**SUPPLIED PASSAGE:**
But analysis for the BBC by financial information service Moneyfacts showed that the increase on standard mortgage charges far outstripped that on standard savings accounts – by a factor of six times.

Interest on the bank’s variable rate easy access savings account was increased by just 0.55 percentage points from 0.1% to 0.65% over 2022.

Meanwhile, over the same time its standard variable mortgage rate climbed more than three percentage points from 3.59% to 6.74%.

Technically, mortgage rates are priced relative to swap rates, which are influenced by movements in gilt yields (the interest rates on UK government bonds). Those yields, though, are set by market expectations of inflation and central bank interest rates.

Schiphol: We’ve never let so many passengers and airlines down before

The crowded Schiphol Airport in Schipol, Amsterdam, in April last year.
The crowded Schiphol Airport in Schipol, Amsterdam, in April last year.
Photograph: Evert Elzinga/EPA

Dutch airport management firm Schiphol Group has admitted that it let down passengers and airlines last year.

In its latest financial results, Schiphol Group resists the temptation to sugarcoat its performance. Insead, it announces that today it “publishes poor financial results for 2022”.

The group, which owns and operates Amsterdam Airport Schiphol, Rotterdam The Hague Airport and Lelystad Airport, made an underyling loss of €28m for 2022 after being hit by staffing problems.

It says “upscaling issues” overshadowed the operational performance of Schiphol, causing it to incur €120m of extra costs.

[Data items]
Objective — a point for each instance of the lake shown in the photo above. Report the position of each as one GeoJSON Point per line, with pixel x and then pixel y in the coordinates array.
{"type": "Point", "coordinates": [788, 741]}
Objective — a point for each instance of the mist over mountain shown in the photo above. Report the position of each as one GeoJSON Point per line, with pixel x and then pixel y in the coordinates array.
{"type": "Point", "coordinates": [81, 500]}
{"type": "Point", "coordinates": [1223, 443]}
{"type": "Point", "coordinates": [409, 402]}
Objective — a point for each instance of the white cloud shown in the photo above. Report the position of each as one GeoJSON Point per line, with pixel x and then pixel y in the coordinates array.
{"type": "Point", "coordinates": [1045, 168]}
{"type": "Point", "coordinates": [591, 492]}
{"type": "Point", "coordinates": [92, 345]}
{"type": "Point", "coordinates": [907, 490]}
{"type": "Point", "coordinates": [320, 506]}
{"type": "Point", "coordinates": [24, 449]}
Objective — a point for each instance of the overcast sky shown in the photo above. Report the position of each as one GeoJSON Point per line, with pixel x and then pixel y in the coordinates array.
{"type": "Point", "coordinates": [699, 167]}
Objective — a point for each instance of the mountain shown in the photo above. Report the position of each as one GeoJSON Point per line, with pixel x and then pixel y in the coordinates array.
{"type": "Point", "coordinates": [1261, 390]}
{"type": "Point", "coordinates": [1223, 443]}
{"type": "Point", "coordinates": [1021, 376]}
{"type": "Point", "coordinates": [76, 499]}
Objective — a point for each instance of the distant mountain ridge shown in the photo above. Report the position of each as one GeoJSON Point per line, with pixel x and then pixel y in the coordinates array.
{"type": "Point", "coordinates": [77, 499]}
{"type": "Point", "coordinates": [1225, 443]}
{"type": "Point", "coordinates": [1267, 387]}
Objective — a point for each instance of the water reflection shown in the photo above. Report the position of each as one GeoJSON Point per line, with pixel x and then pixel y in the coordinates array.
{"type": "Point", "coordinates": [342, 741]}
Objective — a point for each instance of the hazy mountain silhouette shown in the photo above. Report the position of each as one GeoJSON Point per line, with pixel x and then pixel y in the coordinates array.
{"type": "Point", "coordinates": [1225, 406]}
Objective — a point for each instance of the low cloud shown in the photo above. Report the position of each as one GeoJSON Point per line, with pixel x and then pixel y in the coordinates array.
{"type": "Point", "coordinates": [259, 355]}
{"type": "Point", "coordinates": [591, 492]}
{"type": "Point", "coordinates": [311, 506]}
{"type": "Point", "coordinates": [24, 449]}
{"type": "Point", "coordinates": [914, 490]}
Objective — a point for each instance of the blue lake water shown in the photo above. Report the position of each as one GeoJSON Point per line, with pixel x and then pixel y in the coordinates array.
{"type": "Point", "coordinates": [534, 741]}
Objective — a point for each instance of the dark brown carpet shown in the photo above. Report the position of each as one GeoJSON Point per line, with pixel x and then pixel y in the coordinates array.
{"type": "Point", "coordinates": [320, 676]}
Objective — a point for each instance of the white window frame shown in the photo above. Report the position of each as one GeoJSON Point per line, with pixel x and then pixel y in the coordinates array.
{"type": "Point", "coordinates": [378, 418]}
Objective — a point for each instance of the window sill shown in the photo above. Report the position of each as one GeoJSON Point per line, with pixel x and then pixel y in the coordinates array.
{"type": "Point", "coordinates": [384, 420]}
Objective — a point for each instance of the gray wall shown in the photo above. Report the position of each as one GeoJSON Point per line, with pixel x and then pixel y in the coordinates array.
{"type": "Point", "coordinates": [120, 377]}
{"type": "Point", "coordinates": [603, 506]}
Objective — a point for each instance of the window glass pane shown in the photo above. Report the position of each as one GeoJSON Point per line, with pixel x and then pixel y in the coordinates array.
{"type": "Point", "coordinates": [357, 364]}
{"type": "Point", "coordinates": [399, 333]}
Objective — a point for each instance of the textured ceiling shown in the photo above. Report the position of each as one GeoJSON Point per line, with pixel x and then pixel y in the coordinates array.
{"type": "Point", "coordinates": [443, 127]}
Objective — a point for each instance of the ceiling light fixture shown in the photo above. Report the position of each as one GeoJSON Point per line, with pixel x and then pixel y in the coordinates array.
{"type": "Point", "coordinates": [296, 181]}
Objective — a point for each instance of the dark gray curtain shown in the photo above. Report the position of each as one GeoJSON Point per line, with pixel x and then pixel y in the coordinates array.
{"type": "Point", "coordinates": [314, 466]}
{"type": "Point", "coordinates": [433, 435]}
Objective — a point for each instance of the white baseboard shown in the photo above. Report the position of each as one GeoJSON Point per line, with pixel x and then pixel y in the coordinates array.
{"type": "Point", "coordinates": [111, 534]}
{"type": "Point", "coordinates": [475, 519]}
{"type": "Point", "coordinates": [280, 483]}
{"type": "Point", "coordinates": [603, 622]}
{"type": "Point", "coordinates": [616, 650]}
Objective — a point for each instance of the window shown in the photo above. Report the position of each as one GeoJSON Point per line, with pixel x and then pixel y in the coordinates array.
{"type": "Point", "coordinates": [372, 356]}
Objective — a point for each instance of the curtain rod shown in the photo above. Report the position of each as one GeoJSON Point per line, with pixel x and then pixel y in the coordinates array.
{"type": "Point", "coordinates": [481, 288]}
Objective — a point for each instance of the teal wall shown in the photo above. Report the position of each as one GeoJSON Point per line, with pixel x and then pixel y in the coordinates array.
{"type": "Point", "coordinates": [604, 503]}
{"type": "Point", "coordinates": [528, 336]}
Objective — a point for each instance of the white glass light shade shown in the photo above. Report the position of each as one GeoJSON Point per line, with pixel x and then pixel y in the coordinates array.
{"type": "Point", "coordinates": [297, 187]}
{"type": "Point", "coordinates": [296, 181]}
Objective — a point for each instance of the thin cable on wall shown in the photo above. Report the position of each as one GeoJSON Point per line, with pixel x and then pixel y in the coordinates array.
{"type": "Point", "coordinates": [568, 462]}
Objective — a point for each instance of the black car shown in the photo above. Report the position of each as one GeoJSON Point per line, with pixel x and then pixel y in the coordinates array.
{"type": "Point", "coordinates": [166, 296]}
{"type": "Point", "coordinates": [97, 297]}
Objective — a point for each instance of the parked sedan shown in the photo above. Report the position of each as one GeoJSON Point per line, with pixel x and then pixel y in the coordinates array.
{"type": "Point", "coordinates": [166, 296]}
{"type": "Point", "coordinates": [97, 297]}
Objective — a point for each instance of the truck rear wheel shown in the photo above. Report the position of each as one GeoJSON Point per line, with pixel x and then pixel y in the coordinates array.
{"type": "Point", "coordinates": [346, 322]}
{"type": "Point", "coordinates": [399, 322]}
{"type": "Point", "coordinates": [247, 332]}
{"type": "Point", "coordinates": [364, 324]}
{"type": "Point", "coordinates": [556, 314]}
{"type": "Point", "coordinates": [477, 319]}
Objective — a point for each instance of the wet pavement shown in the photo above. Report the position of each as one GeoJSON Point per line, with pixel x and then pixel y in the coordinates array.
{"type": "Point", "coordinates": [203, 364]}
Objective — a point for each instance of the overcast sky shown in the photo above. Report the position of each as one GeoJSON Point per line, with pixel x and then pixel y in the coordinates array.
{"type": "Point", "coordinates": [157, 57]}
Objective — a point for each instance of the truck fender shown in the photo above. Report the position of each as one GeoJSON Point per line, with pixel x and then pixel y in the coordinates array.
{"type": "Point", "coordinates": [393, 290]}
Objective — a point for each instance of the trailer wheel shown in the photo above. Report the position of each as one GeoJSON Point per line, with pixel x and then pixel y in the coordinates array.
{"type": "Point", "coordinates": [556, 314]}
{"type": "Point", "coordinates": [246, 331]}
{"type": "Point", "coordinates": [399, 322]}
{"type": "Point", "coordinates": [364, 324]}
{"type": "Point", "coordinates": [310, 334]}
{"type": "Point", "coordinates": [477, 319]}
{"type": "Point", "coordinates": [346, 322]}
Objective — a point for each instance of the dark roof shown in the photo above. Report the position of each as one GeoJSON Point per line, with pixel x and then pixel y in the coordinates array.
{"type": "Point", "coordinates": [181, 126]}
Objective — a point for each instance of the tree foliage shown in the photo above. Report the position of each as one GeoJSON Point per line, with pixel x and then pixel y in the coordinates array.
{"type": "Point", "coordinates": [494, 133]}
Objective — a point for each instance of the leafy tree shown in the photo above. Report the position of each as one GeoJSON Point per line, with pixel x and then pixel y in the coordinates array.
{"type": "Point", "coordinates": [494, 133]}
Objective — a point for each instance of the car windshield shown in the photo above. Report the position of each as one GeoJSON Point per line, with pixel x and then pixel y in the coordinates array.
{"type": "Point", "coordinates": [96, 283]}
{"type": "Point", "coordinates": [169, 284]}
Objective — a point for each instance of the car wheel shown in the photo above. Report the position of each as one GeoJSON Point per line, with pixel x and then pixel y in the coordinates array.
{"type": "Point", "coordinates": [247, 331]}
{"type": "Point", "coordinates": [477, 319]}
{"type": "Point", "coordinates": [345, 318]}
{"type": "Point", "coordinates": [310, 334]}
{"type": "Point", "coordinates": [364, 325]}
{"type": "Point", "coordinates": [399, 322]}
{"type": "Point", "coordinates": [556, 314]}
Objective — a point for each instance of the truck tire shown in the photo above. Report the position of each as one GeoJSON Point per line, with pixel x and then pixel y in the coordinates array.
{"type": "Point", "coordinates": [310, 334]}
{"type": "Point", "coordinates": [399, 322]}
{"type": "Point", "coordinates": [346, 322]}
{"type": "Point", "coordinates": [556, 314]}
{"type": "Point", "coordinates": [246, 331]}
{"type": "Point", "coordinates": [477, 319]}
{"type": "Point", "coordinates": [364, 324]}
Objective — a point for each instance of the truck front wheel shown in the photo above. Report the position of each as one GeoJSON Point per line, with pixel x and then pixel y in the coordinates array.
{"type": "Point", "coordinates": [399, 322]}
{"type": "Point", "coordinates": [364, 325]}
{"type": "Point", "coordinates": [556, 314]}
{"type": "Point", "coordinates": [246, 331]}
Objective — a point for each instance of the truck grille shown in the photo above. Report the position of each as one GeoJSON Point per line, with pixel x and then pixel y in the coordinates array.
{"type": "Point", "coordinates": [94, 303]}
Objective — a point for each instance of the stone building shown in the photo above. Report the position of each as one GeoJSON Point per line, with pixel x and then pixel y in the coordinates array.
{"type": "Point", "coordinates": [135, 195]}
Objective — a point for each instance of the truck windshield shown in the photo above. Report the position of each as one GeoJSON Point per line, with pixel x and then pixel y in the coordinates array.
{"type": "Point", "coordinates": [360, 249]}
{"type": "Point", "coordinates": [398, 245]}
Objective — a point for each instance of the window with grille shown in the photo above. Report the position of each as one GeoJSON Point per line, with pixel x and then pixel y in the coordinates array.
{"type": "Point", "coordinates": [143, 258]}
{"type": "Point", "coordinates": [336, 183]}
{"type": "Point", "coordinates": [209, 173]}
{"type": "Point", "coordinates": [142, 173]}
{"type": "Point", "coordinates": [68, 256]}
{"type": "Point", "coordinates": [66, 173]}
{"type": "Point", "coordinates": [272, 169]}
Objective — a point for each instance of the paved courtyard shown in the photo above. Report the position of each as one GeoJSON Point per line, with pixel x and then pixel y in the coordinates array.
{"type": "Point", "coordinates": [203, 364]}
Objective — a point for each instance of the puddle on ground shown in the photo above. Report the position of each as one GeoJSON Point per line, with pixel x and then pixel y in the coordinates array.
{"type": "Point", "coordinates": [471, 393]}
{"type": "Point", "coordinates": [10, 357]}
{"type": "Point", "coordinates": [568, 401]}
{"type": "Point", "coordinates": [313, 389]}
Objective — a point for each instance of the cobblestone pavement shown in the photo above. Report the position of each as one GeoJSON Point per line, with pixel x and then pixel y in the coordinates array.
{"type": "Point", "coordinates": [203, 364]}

**TASKS TO COMPLETE:**
A – Answer these questions from the business news excerpt, one line each:
(i) To what rate was the easy access savings account raised over 2022?
(ii) By what factor did the rise in standard mortgage charges outstrip the rise on standard savings accounts?
(iii) How much in extra costs did "upscaling issues" cause Schiphol?
B – Please continue the business news excerpt, picking up after its last sentence about Schiphol's extra costs.

**ANSWERS TO THE TASKS:**
A –
(i) 0.65%
(ii) Six times
(iii) €120m

B –
Ruud Sondag, CEO of Royal Schiphol Group, is engagingly blunt about the poor performance.

“Never before in Schiphol’s history have we disappointed so many travellers and airlines as in 2022.

Our efforts and hard work did not lead to the necessary improvements in the system and, as a result, we were not able to provide the service we wanted. 2022 will therefore go down as a bad chapter in our own history books. But it is also a chapter we will not forget, so that all new chapters we write will be better.

We are working hard on this, and in 2022 we started to implement structural improvements. Because we have to do better. And I am convinced that we can.”

There were severe delays at Schipol last year, as demand jumped as Covid-19 restrictions were relaxed. Staff shortages at security led to long queues, and flight cancellations. A wildcat strike by KLM ground crew also caused disruption last April.

The crowded Schiphol Airport on 30 April 2022.
The crowded Schiphol Airport on 30 April 2022. Photograph: Evert Elzinga/EPA

NatWest’s financial results suggest its customers are more resilient than economists had feared,

Steve Clayton, head of equity funds at Hargreaves Lansdown, explains:

NatWest acknowledge that there is a gloomy case that can be made about the outlook as rising interest rates and high utility bills bite, but their customers are so far resilient.

Bad debt losses were just 0.09% of the loan book and much of that was assumptions about what’s coming next, rather than loans that have already soured.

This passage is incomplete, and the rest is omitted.